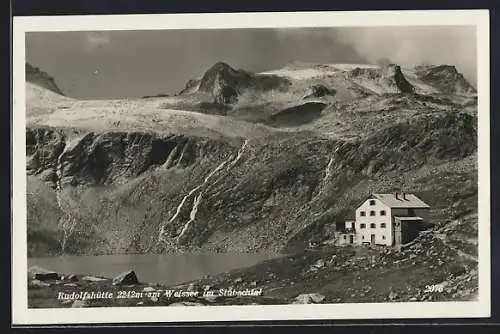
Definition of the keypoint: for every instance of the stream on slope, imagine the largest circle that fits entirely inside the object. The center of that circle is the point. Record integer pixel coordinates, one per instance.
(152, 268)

...

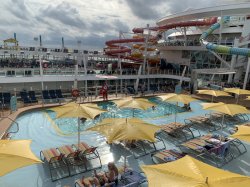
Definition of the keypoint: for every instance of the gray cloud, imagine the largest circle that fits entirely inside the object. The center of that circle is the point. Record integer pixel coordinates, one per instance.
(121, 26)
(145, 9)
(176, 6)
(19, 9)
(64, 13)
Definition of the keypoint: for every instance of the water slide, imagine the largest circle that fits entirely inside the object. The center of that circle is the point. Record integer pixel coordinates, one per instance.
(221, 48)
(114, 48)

_Requirement_.
Please identify each line above that contains the word "center" and copy those lines out in full.

_Exercise answer_.
Definition of the keypoint: for every instance of the stream on slope, imagine the largest circle that fits entirely inside the object. The center of that circle is the point. Record integer pixel coordinates, one per instance.
Definition of the keypoint: for every instance of the gray cloud, imagine the largest circle that fits entirely inside the object. The center of that circle is the point. Record integer pixel coordinates, one per instance.
Definition of the keypoint: for every instance of the water slide, imagine the largest circle that fits entirely inside the object. The center of that circle is the point. Record integer pixel coordinates, one per instance.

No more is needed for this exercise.